= WHAT YOU SHOULD DO =
Continue the Lemmy thread about Voat after its last sentence, picking up the list of three reasons the site nearly died in 2015.

= PAGE EXTRACT =
Voat was a racist, fascist hell-hole where the most terminally-online and unlikeable people on the internet were corralled together. It was the social equivalent of shooting fish in a barrel.

Lemmy seems to be insulated from Voat's fate because it was a hard left-turn in the face of a platform implosion.

[–] TheInsane42@lemmy.world 4 points 2 years ago (4 children)

I quess it'll be Lemmy/Kbin, or at least for me. What is voat? ;) (never heard of it until this post)

[–] Clbull@lemmy.world 4 points 2 years ago* (last edited 2 years ago) (1 children)

Voat originally emerged in 2015 during the height of the Ellen Pao scandal that swept Reddit, and quickly garnered some Reddit refugees, particularly those from /r/fatpeoplehate, a subreddit dedicated to hating on the obese.

It almost died that year for three key reasons:

  1. Hosting morally repugnant legal grey-area content which was previously purged from Reddit, such as creepshots and jailbait. This not only drove users away but also made advertisers, payment processors and other stakeholders drop the site very quickly. /r/shitredditsays were a key player in getting companies like PayPal and Stripe to blacklist them.

= RECORDS PROVIDED =
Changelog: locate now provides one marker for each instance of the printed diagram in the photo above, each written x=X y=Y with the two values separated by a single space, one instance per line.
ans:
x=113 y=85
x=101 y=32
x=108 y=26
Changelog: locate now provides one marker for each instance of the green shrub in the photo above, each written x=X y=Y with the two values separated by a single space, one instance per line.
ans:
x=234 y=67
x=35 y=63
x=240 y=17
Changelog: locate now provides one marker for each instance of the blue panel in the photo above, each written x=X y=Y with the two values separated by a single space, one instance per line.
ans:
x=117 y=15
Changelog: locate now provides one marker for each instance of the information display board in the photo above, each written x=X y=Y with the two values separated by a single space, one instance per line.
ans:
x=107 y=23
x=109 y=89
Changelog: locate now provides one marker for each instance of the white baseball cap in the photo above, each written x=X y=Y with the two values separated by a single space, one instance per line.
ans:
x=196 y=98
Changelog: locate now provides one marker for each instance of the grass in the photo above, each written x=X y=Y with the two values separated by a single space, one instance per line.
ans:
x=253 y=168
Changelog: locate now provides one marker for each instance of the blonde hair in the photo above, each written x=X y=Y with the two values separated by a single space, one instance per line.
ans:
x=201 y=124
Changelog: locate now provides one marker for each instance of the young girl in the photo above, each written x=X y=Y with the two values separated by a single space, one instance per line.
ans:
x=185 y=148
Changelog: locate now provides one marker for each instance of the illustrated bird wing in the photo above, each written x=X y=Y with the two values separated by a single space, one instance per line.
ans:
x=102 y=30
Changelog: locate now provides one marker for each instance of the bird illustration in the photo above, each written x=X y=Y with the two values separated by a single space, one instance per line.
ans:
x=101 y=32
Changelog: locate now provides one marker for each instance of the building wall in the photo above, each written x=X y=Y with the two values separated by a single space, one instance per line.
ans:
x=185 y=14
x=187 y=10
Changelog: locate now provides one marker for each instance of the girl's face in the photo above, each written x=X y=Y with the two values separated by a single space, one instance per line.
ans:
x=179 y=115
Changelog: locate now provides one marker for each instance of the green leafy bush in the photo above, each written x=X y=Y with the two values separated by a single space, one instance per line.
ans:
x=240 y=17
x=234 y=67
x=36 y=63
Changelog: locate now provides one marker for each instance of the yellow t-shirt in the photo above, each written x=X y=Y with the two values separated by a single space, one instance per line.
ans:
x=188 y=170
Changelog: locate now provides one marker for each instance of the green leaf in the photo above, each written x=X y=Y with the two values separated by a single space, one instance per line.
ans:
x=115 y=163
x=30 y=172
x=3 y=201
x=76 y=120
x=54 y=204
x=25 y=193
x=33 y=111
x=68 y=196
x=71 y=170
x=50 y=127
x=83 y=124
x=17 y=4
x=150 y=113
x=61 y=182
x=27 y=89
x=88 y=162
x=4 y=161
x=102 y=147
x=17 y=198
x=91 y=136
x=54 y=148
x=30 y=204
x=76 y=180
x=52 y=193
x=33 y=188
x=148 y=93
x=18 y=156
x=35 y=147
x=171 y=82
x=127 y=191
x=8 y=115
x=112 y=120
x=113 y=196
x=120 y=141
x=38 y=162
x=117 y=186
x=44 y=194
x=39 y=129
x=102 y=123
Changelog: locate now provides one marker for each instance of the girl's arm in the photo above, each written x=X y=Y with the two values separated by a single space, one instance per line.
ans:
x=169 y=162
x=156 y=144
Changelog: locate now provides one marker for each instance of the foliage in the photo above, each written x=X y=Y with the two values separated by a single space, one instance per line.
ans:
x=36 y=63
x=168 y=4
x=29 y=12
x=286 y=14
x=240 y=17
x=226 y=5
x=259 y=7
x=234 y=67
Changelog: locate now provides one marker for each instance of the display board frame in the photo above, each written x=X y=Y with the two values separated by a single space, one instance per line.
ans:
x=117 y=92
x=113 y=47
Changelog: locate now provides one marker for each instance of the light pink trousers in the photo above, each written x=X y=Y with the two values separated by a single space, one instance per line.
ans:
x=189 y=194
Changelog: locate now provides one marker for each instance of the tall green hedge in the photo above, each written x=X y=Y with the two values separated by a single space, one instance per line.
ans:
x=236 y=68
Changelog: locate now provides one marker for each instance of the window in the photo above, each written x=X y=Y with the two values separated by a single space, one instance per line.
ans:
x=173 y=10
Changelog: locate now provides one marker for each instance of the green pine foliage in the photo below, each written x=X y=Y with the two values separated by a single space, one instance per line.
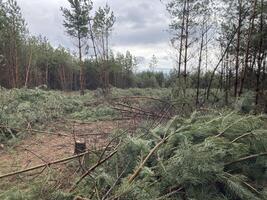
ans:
x=195 y=161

= YOUR RESPONSE =
  2. Server instability. Crashes were frequent and the site went through significant downtime because it had received the Reddit hug of death.
  3. The moment Ellen Pao was forced to resign and Steve Huffman was sworn in as CEO, everybody flocked back to Reddit thinking the day had been saved.

Voat soon became a vessel for Reddit's undesirable communities that Spez had purged. The moment he banned subreddits like /r/n*****, /r/c***town and other subreddits dedicated to glorifying racial hatred, they flocked to Voat and turned it into a white supremacist hellhole. Another thing that spurred the change was Stormfront (a white supremacist/neo-nazi forum) being cut off by their hosting provider.

What ultimately killed the site was COVID-19. A major investor in the site pulled out during the pandemic and after months of failing to secure funding, the owner just gave up and closed the site down on Christmas Day, 2020.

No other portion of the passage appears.